Reproduce only the part of the entries that opens with the line containing "Guideline — for every instance of the wooden" and closes with the final line of the entries. Substitute "oak parquet floor" for "wooden plank floor" and leave everything else unchanged.

****************************************

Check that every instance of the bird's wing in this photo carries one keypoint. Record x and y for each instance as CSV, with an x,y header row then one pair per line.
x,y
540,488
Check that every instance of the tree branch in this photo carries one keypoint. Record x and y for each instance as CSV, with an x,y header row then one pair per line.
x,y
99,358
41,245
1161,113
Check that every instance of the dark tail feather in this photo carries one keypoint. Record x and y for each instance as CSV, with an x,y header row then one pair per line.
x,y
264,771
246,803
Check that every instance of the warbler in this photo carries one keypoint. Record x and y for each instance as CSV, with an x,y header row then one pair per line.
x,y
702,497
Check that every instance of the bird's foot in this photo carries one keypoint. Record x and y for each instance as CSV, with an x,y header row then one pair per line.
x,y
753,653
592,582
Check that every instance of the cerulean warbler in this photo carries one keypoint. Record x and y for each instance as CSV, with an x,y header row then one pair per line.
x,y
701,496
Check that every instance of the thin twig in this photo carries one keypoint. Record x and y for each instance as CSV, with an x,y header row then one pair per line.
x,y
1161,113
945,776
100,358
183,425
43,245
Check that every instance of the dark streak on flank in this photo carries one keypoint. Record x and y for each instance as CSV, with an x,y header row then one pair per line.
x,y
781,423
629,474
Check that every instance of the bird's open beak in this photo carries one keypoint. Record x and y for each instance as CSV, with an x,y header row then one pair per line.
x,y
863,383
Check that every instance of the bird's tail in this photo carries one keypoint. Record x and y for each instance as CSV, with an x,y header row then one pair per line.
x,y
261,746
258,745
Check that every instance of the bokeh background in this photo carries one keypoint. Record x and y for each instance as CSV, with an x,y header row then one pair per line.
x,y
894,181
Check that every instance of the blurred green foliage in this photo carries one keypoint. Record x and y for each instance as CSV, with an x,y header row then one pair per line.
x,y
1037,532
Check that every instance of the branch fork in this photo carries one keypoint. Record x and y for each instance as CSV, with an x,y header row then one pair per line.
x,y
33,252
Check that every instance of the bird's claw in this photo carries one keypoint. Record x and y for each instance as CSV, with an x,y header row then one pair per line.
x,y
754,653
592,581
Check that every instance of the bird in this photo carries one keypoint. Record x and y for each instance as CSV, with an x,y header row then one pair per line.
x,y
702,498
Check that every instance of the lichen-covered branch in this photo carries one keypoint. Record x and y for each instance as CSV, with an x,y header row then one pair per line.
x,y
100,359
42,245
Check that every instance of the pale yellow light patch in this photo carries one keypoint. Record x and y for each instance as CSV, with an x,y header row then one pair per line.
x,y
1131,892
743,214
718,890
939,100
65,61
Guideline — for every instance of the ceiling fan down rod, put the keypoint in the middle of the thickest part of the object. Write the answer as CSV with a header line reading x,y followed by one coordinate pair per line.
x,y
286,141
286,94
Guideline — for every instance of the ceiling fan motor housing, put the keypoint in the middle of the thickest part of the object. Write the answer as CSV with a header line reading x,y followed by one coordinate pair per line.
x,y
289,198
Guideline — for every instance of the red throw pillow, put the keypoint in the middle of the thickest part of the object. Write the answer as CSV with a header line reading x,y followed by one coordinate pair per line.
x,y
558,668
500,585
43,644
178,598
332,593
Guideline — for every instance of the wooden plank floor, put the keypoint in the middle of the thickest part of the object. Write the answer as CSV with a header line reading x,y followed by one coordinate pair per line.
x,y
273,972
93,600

****************************************

Solution:
Guideline — for every instance of the oak parquet floor, put the keypoint in the middle of the thickest part of the object. Write the answer as CSV with a header line reading x,y followed by one coordinate pair per line.
x,y
273,972
93,600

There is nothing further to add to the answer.